##### Given records #####
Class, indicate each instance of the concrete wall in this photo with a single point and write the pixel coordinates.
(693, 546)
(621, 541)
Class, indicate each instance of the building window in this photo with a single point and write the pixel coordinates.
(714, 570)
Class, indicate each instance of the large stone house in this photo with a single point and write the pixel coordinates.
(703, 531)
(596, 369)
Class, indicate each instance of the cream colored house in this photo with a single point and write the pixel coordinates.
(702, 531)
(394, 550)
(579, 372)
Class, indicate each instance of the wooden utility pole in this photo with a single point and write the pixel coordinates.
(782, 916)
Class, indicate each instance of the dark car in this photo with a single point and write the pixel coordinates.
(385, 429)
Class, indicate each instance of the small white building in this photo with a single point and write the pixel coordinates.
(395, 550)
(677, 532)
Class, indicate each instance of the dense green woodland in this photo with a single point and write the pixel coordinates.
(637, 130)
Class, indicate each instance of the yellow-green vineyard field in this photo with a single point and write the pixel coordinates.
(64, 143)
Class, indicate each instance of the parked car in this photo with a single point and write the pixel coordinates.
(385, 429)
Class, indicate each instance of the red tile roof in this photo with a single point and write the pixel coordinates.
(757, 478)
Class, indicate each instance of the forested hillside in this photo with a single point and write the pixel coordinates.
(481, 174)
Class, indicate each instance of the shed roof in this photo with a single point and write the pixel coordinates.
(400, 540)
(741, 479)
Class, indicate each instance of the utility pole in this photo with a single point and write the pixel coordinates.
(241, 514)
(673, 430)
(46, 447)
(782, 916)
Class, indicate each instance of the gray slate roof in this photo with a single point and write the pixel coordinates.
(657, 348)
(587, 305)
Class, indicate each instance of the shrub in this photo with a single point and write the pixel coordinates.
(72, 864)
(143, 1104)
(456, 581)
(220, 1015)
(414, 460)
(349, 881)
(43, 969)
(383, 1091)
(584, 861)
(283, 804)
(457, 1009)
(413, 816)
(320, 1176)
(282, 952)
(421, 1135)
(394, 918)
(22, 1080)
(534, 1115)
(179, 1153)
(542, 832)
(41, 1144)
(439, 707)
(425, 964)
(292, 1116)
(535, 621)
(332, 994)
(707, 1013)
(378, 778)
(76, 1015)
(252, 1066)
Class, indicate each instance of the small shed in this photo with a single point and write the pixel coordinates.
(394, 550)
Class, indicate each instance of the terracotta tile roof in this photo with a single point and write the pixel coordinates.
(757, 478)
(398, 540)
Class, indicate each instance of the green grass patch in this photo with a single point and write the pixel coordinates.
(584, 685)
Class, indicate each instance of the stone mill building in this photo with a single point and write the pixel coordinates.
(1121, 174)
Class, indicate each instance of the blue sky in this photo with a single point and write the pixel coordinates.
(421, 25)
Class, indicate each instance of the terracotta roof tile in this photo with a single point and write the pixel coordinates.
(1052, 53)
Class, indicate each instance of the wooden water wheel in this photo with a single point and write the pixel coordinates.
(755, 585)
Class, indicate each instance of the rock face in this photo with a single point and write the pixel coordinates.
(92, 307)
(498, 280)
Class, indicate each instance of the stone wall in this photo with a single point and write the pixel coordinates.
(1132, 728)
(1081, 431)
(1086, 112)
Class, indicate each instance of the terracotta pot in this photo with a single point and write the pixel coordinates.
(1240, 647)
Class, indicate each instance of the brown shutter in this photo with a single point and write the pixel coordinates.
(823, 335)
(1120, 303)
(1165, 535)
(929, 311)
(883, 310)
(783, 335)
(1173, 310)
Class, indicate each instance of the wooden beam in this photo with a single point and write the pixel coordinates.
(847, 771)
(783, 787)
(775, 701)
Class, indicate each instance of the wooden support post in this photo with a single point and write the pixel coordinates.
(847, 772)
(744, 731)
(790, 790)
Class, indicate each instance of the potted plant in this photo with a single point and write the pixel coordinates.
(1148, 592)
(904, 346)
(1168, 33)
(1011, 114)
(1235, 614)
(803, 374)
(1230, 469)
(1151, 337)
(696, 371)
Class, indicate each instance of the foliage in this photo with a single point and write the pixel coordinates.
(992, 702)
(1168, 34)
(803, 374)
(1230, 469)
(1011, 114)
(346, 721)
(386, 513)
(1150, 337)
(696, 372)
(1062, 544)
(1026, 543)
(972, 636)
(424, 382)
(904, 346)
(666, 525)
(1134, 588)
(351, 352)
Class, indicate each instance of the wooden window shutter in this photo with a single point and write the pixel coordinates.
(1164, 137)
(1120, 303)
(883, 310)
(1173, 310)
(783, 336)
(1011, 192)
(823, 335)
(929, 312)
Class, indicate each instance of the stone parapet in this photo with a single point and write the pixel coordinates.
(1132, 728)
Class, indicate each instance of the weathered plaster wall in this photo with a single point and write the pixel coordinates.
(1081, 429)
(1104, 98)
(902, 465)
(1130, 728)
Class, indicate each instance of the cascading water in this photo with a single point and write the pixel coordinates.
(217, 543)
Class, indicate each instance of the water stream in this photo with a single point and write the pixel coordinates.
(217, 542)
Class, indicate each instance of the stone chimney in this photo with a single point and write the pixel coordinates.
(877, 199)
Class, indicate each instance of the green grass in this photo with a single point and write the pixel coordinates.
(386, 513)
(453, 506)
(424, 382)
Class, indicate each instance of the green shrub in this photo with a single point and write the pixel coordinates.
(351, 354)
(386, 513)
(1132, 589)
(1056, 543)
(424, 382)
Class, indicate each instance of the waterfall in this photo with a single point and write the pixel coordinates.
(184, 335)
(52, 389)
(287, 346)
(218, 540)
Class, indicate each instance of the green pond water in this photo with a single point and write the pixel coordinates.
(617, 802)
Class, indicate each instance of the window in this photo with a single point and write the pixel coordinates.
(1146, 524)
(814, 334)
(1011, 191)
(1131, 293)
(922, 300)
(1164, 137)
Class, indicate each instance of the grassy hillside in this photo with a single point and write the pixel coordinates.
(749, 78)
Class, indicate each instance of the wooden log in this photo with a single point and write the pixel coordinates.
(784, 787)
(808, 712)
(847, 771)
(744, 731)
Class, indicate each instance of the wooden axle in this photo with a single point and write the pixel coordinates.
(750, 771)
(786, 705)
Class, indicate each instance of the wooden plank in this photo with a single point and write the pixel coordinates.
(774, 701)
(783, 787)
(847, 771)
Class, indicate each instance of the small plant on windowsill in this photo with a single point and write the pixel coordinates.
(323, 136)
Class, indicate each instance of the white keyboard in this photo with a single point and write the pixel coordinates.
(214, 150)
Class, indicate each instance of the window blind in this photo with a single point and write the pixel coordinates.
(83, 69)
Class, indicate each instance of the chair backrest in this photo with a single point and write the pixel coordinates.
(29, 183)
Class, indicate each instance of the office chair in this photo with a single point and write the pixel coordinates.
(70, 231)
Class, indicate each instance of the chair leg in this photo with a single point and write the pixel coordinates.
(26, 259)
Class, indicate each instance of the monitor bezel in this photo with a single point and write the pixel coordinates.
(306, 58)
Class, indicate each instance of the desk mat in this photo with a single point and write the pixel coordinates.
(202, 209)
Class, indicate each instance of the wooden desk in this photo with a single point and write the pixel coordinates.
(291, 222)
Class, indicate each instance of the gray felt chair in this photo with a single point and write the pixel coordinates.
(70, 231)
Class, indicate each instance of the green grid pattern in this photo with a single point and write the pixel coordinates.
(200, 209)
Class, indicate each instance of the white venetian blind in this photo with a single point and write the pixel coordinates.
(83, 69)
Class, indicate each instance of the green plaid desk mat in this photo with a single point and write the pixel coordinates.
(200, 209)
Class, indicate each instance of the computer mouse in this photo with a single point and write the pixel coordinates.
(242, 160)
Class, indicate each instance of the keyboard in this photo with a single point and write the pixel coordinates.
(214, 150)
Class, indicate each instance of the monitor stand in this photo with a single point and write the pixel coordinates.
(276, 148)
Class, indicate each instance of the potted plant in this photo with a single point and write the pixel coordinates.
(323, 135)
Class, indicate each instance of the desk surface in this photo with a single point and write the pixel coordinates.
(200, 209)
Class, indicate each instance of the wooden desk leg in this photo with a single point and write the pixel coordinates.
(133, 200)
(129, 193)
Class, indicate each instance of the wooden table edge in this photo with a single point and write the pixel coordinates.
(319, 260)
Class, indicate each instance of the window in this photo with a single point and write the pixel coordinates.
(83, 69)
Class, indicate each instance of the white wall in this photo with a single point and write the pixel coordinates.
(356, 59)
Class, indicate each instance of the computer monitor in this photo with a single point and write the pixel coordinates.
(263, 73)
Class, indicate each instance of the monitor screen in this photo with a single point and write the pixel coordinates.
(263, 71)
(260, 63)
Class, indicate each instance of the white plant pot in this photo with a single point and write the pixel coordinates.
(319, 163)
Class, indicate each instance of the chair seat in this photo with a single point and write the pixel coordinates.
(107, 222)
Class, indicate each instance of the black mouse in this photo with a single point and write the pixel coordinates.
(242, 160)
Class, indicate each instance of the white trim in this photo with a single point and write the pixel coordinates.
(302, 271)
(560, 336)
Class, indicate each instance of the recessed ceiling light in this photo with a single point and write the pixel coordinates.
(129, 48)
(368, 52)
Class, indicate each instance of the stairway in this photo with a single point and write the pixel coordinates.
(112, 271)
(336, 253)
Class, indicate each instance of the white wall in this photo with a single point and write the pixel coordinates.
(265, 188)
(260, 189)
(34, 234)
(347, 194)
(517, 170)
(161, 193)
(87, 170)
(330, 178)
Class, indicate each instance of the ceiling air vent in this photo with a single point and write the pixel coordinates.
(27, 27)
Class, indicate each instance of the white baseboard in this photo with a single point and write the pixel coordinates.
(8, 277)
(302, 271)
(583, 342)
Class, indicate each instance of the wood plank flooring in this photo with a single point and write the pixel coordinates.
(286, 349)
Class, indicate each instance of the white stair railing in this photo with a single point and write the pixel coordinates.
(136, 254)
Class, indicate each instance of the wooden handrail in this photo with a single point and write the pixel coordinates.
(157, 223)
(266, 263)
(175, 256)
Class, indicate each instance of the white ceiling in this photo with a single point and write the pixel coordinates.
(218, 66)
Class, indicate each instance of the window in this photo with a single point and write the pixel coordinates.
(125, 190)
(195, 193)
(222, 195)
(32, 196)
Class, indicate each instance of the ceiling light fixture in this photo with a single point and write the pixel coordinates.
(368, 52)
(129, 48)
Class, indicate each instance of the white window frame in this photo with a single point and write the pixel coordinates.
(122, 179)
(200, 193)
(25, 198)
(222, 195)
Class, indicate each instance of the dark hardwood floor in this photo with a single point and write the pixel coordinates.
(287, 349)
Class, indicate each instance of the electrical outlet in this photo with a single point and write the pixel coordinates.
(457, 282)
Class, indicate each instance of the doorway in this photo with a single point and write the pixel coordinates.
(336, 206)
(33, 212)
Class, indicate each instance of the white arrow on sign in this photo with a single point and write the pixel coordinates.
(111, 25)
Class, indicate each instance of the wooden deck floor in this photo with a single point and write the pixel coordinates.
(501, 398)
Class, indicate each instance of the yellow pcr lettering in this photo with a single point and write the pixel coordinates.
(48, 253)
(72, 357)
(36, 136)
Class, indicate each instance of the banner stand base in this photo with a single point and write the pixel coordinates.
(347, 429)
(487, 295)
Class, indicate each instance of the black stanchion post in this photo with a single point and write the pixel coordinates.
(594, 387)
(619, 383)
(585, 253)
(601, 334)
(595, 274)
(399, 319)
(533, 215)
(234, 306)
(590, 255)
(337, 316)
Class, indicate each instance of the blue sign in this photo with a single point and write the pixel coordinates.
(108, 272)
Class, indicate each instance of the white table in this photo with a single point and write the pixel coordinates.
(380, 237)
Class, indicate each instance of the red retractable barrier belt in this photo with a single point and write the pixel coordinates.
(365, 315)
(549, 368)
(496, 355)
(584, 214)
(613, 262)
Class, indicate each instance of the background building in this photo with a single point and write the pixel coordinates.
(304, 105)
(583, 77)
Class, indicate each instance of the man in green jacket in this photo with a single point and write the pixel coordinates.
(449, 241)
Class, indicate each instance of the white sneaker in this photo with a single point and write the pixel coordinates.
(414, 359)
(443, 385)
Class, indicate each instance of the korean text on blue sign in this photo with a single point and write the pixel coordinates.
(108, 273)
#####
Exercise brief: The lines to reproduce run from the line containing "Class, indicate each instance of the banner" to the end of the listing; write them out exactly and add nothing.

Solution to this exercise:
Class, indicate each instance of the banner stand base in this photo with a single point and write the pixel coordinates.
(347, 429)
(487, 295)
Class, indicate each instance of the black stanchion post in this photo with a single point and write the pixel coordinates.
(594, 387)
(619, 383)
(585, 253)
(601, 334)
(595, 274)
(399, 319)
(533, 215)
(234, 306)
(590, 255)
(337, 316)
Class, indicate each instance of the blue sign in this photo with a single point and write the pixel coordinates.
(108, 272)
Class, indicate each instance of the white table in this photo with a single point and write the pixel coordinates.
(380, 237)
Class, indicate each instance of the red retractable barrier belt in this photo with a single point and write the pixel coordinates.
(365, 315)
(549, 368)
(496, 355)
(584, 214)
(613, 262)
Class, indicate each instance of the background building in this photo with a single point and write the pixel coordinates.
(304, 105)
(583, 77)
Class, indicate each instance of the man in green jacket in this photo with a single point and write the pixel coordinates.
(449, 241)
Class, indicate each instance of the white sneaker in this photo with a single point and write the pixel coordinates.
(414, 359)
(443, 385)
Class, indicate each instance of the korean text on blue sign in this photo with a single point and write the pixel coordinates.
(108, 273)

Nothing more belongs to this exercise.